Exercise objective
Every line with the string "windshield" in it belongs in your answer, so copy them all from the data.

*** Opening Extracted information ***

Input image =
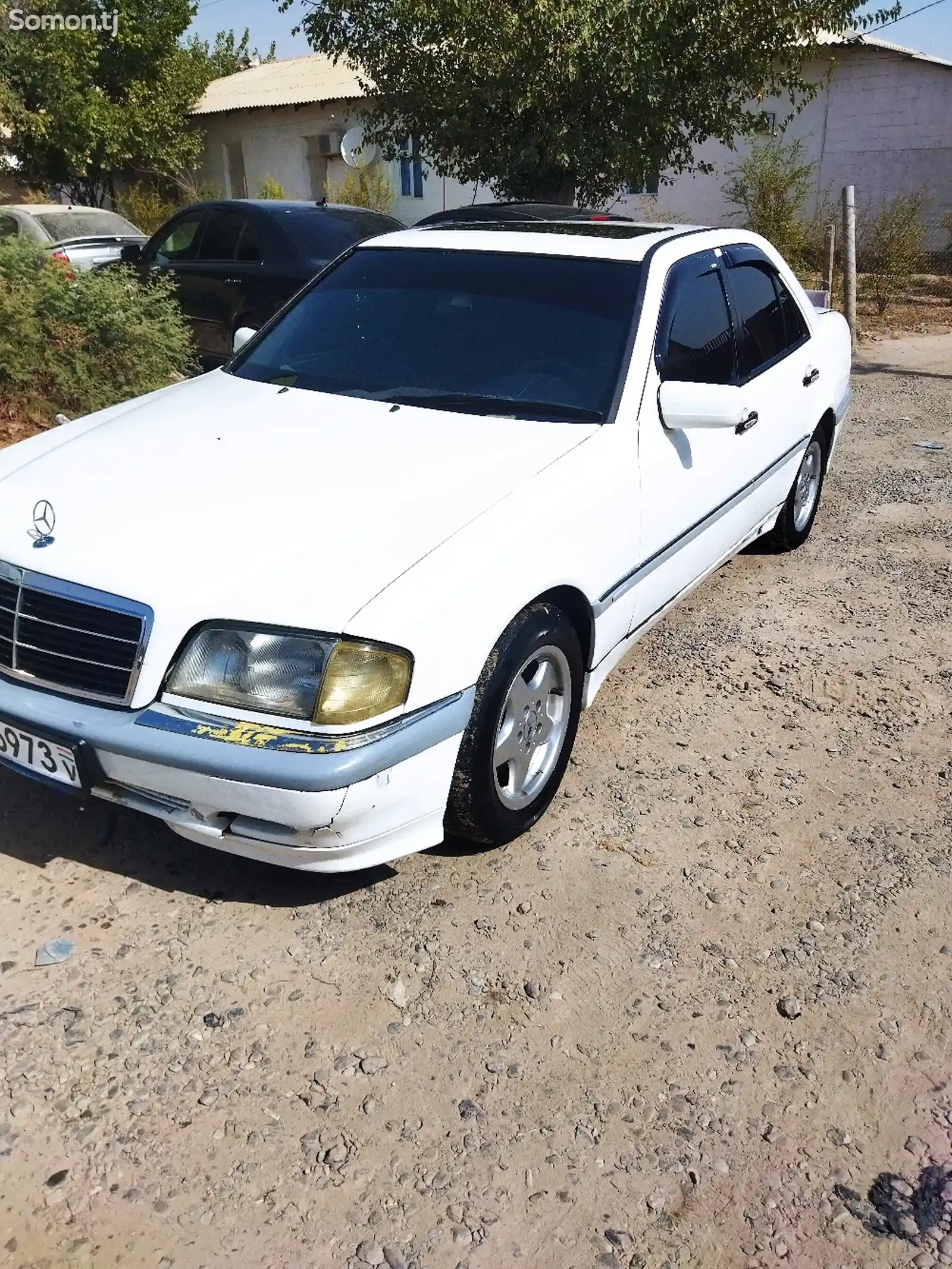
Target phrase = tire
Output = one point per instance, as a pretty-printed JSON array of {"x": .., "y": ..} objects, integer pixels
[
  {"x": 798, "y": 512},
  {"x": 491, "y": 801}
]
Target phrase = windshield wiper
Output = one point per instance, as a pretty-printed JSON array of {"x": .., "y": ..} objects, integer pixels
[{"x": 471, "y": 403}]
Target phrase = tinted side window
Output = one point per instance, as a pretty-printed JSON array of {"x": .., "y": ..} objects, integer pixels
[
  {"x": 794, "y": 325},
  {"x": 221, "y": 236},
  {"x": 701, "y": 341},
  {"x": 249, "y": 246},
  {"x": 760, "y": 336},
  {"x": 179, "y": 242}
]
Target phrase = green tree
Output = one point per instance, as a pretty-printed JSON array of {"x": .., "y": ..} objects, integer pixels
[
  {"x": 365, "y": 187},
  {"x": 771, "y": 186},
  {"x": 555, "y": 98},
  {"x": 86, "y": 108}
]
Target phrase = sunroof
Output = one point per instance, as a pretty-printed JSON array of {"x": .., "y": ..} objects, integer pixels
[{"x": 587, "y": 229}]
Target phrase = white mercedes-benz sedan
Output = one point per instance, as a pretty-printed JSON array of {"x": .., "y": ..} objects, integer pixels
[{"x": 352, "y": 592}]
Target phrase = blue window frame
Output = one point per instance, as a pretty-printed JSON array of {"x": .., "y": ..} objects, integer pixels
[{"x": 411, "y": 169}]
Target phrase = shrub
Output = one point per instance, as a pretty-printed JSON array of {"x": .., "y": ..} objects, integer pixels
[
  {"x": 365, "y": 187},
  {"x": 889, "y": 248},
  {"x": 80, "y": 343},
  {"x": 145, "y": 206},
  {"x": 772, "y": 186},
  {"x": 271, "y": 189}
]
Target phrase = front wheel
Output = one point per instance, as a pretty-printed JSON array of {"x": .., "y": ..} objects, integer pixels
[
  {"x": 526, "y": 713},
  {"x": 798, "y": 512}
]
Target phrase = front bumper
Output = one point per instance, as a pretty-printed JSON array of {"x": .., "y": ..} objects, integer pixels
[{"x": 283, "y": 797}]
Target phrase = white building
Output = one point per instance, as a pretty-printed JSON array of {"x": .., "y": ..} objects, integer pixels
[
  {"x": 881, "y": 122},
  {"x": 283, "y": 121}
]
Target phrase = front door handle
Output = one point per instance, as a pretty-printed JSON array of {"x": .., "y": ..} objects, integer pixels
[{"x": 747, "y": 423}]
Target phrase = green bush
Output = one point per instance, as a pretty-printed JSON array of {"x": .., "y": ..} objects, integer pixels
[
  {"x": 365, "y": 187},
  {"x": 889, "y": 248},
  {"x": 145, "y": 206},
  {"x": 79, "y": 343},
  {"x": 772, "y": 187}
]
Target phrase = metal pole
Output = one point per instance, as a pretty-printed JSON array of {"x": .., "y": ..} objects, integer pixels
[
  {"x": 829, "y": 255},
  {"x": 850, "y": 256}
]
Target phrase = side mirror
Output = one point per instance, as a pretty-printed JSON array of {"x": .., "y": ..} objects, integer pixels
[
  {"x": 702, "y": 405},
  {"x": 242, "y": 337}
]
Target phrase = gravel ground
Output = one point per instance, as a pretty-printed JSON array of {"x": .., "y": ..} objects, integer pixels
[{"x": 701, "y": 1016}]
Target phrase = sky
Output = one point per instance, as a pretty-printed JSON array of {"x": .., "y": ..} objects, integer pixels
[{"x": 929, "y": 32}]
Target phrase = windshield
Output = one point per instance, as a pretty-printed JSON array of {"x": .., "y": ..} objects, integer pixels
[
  {"x": 477, "y": 331},
  {"x": 62, "y": 226}
]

*** Closing Extracted information ***

Reply to the exercise
Target phrase = windshield wiper
Target phrase = windshield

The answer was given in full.